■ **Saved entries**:
__________________________________________________

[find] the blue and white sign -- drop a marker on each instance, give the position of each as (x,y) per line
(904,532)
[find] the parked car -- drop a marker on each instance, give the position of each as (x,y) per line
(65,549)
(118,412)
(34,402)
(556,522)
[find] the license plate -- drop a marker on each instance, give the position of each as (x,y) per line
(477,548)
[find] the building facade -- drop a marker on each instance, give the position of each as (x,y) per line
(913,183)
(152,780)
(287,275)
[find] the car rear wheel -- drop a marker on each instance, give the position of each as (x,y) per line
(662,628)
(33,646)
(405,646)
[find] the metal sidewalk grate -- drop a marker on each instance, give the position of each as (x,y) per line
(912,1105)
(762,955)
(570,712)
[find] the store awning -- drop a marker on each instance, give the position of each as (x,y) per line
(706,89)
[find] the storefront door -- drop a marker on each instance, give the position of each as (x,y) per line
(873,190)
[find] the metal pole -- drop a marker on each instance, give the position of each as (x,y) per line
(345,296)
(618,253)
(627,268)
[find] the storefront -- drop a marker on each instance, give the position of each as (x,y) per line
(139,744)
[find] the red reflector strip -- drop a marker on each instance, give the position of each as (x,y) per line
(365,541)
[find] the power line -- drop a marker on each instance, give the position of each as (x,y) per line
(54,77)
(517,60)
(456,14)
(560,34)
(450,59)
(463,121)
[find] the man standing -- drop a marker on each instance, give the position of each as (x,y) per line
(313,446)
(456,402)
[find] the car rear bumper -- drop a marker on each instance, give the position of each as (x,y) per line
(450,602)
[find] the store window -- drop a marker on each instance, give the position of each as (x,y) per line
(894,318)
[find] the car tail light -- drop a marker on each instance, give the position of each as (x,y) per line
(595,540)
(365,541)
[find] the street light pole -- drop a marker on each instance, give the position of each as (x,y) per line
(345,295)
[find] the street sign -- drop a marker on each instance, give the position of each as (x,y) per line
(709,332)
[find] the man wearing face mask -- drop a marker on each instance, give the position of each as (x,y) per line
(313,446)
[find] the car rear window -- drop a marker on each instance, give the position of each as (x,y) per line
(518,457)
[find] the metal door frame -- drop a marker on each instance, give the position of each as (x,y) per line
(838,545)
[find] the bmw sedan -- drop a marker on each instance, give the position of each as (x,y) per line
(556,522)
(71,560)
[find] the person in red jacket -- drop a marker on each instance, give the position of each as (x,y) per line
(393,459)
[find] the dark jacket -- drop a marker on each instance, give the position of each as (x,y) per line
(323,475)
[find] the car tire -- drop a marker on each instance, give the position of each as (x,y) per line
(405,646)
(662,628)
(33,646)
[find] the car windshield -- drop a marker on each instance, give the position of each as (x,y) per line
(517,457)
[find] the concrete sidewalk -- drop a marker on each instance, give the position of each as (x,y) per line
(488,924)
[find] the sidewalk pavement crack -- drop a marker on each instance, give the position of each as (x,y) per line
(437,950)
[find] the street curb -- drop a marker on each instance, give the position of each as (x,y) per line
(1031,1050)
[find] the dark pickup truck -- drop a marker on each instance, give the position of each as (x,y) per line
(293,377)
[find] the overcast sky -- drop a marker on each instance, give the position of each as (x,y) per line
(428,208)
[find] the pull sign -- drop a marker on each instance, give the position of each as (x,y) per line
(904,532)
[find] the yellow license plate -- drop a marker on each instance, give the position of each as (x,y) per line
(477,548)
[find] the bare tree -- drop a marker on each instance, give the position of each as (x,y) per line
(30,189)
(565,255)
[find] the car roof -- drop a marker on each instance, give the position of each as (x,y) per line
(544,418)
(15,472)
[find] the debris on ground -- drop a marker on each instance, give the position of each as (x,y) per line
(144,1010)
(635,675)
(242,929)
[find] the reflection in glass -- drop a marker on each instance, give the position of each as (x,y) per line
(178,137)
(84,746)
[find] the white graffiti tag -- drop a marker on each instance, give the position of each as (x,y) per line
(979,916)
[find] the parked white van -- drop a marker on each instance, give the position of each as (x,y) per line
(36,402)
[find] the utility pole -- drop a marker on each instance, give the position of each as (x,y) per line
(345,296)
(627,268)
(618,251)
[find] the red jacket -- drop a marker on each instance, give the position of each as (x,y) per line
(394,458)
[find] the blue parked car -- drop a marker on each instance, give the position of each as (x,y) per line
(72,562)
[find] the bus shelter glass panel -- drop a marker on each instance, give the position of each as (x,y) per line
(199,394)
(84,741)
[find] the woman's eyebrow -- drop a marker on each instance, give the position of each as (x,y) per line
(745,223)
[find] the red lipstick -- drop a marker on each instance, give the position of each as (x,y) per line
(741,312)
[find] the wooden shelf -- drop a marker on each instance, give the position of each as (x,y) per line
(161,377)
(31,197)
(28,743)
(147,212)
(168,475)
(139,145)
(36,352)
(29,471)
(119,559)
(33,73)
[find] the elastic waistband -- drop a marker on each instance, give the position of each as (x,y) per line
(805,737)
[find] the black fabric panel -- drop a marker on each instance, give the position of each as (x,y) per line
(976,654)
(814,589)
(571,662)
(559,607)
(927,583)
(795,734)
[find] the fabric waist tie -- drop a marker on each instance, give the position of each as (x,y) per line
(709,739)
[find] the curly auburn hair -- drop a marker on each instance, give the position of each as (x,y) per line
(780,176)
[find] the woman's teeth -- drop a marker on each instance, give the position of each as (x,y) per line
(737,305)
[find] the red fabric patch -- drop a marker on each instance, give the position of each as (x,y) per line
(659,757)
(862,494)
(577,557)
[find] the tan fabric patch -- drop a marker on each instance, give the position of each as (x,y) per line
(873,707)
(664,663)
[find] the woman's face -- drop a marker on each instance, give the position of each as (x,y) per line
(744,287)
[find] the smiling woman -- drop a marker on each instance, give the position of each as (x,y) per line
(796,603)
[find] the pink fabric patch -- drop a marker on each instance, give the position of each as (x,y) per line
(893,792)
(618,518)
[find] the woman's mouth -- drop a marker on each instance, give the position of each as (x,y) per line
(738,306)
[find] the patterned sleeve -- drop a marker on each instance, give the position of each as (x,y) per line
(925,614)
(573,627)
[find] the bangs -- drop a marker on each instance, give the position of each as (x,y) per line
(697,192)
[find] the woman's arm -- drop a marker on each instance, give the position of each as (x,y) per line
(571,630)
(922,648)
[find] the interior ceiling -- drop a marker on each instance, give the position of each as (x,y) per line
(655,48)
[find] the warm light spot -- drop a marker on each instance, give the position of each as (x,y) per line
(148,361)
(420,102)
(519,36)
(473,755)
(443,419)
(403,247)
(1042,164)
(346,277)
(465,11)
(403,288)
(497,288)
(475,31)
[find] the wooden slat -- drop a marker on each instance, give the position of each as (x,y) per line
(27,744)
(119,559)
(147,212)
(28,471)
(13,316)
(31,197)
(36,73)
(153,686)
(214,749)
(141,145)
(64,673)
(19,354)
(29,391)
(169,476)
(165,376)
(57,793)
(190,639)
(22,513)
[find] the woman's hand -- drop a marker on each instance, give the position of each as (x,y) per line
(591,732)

__________________________________________________

■ **Written task**: Return all of the entries exactly as written.

■ **Answer to the task**:
[find] the blue and white sign -- drop a marker on each instance, give the position of each as (x,y) per line
(904,532)
[find] the parked car -- drop a marker on each instance, give the position of each as (x,y) per line
(65,549)
(118,412)
(34,402)
(556,522)
[find] the license plate -- drop a marker on each instance, give the position of each as (x,y) per line
(477,548)
[find] the building facade -- drop a marker on each instance, give the position of each as (x,y) per line
(913,183)
(152,780)
(287,275)
[find] the car rear wheel -- drop a marker on each instance, give the position of each as (x,y) per line
(662,628)
(33,646)
(405,646)
[find] the metal sidewalk grate -- drop a marker on each instance, give the position of each as (x,y) per line
(912,1105)
(762,955)
(570,712)
[find] the store awning -- drop a marker on each instance, give the position of each as (x,y) per line
(706,89)
[find] the storefront door -- drop a marker on each instance, give the position of each as (x,y) per line
(873,190)
[find] the metal pole -- drop a marker on each instance, give the position of each as (x,y) per line
(345,296)
(618,253)
(627,268)
[find] the storefront -- drop a marker on each instance, give the position of each as (x,y) per line
(139,744)
[find] the red reflector strip -- drop a marker on each instance, give the position of each as (x,y) per line
(365,541)
[find] the power line -- drop a marker on each instance, give the position of each as (x,y) per line
(54,77)
(517,60)
(456,14)
(560,34)
(450,59)
(463,121)
[find] the man standing -- drop a marker on each instance, give the position of each as (x,y) per line
(313,446)
(456,402)
[find] the car rear bumper -- drop a marker on each instance, give the position of each as (x,y) per line
(450,602)
[find] the store window -- drop a marker on each instance, give the position of each as (x,y) per line
(894,318)
[find] the car tail light -- drop a marker on each instance, give the position of each as (x,y) per line
(595,540)
(365,541)
[find] the street light pole -- drop a marker on each instance, give the position of each as (x,y) per line
(345,295)
[find] the street sign -- drop a marker on each instance, give the position of each as (x,y) per line
(709,332)
[find] the man wearing face mask -- drop a marker on each instance, give the position of each as (x,y) per line
(313,446)
[find] the car rear window -- drop a marker on each instance, give the position of each as (x,y) per line
(518,457)
[find] the metal door frame -- drop a marker on each instance, give the position of each as (x,y) per line
(838,545)
[find] the bmw sedan -- drop a marker on each instance, give the position of each as (x,y) per line
(556,522)
(71,560)
[find] the person in red jacket -- drop a marker on each instance, give the position of each as (x,y) per line
(393,459)
[find] the dark jacket -- drop a marker on each instance, give the position of each as (x,y) per line
(323,475)
[find] the car tire -- drop a marker on each instance, give the position of each as (x,y) per line
(405,646)
(662,628)
(33,646)
[find] the car windshield -- drop a marker on each instance, give the position of each as (x,y) per line
(517,457)
[find] the concrete sidewalk -- drop a marker on each instance, give the position of each as (x,y) per line
(488,924)
[find] the sidewalk pavement crack -- drop a marker on each instance, give the position of each as (x,y) per line
(437,950)
[find] the street curb -- drop a marker on each instance, give the position of each as (x,y) per line
(1031,1050)
[find] the dark pickup truck -- drop a marker on each instance, give the position of each as (x,y) per line
(293,377)
[find] the overcast sky -- drop a marker on each instance, give the position of each as (x,y) per line
(428,208)
[find] the pull sign -- drop a marker on each instance, give the position of each as (x,y) per line
(904,532)
[find] the yellow license plate -- drop a marker on each instance, give the position of each as (x,y) per line
(477,548)
[find] the bare tree -- drop a marker on each instance, give the position of each as (x,y) per line
(30,189)
(565,255)
[find] the car roof -- drop a marker on each instance, give the position of each as (x,y) per line
(544,418)
(15,472)
[find] the debris on ground -- drop a marker on each instance, give the position of each as (x,y) per line
(144,1010)
(635,675)
(242,929)
[find] the reflection in glass -- drop a marker on each instance, give the position of each as (x,y) per line
(178,137)
(84,746)
[find] the white graffiti tag -- drop a marker on each instance, give the position of each as (x,y) per line
(979,916)
[find] the parked white van -- drop a marker on each instance, give the position of each as (x,y) per line
(36,402)
[find] the utility pole -- drop a marker on each instance, give the position of each as (x,y) per line
(345,296)
(627,268)
(618,251)
[find] the red jacket -- drop a marker on each instance, give the position of each as (x,y) per line
(394,458)
[find] the blue parked car -- drop a marker on each instance, give the position of each as (x,y) per line
(72,562)
[find] the bus shelter glass panel -- drop a marker on each instance, give the position of each as (x,y) per line
(199,394)
(84,741)
[find] the woman's eyebrow -- drop a marker on each instance, give the position of each as (x,y) per line
(745,223)
[find] the red lipstick -- drop a marker on each instance, give the position of each as (x,y) per line
(741,312)
[find] the wooden shelf -- drop a marker on each instance, give the position of each as (x,y) per line
(161,377)
(31,197)
(28,743)
(147,212)
(168,475)
(139,145)
(36,352)
(29,471)
(119,559)
(33,73)
[find] the elastic waistband -- drop a marker on each instance, give the position of each as (x,y) per line
(805,737)
[find] the black fabric panel -- drop a marker on each instance, give the position of each as (x,y) per line
(976,654)
(814,589)
(571,662)
(559,607)
(927,583)
(795,734)
[find] the fabric waist tie -- drop a marker on each instance, give the position of each as (x,y) per line
(709,739)
[find] the curly auburn hair -- drop a marker on each instance, give the position of each as (x,y) per line
(780,176)
[find] the woman's teeth -- drop a marker on each instance, give the position of each as (x,y) per line
(737,305)
[find] the red fabric patch -- drop a marker on each instance, give the position of each as (x,y) per line
(659,757)
(862,494)
(577,557)
[find] the tan fabric patch -- drop a marker on each instance, give the position of each as (x,y) per line
(873,707)
(664,663)
[find] the woman's face -- drop a marker on each instance, give the position of each as (x,y) per line
(744,287)
[find] the smiling woman -- drop a marker on each instance, give the position of each as (x,y) per line
(796,603)
[find] the pink fabric patch -- drop a marker on each instance, give the position of each as (x,y) per line
(893,792)
(618,518)
[find] the woman's mouth -- drop a marker on each instance, give the position of each as (x,y) per line
(738,306)
[find] the patterned sleeve -- drop a marker on each instance, give the position of each as (x,y) per line
(925,614)
(573,627)
[find] the bangs -- drop a marker on each instance, give the position of each as (x,y) per line
(697,192)
[find] the woman's arm -- drop a marker on each instance, give the position of each as (x,y) per line
(571,630)
(922,648)
[find] the interior ceiling -- drop a marker on each instance, give the position of each as (x,y) per line
(655,48)
[find] the warm light spot -- drop a marker on each instance, give the position of each as (x,y) per line
(148,361)
(420,102)
(519,36)
(473,755)
(443,419)
(403,247)
(1042,164)
(346,277)
(465,11)
(403,288)
(497,288)
(475,31)
[find] the wooden slat -- drop a marker on each instance, give the position of each as (x,y) per line
(27,744)
(119,559)
(147,212)
(28,471)
(13,316)
(31,197)
(36,73)
(153,686)
(214,749)
(141,145)
(64,673)
(19,354)
(29,391)
(169,476)
(165,376)
(57,793)
(190,639)
(22,513)
[find] the woman's hand -- drop a marker on each instance, give the position of each as (x,y) per line
(591,732)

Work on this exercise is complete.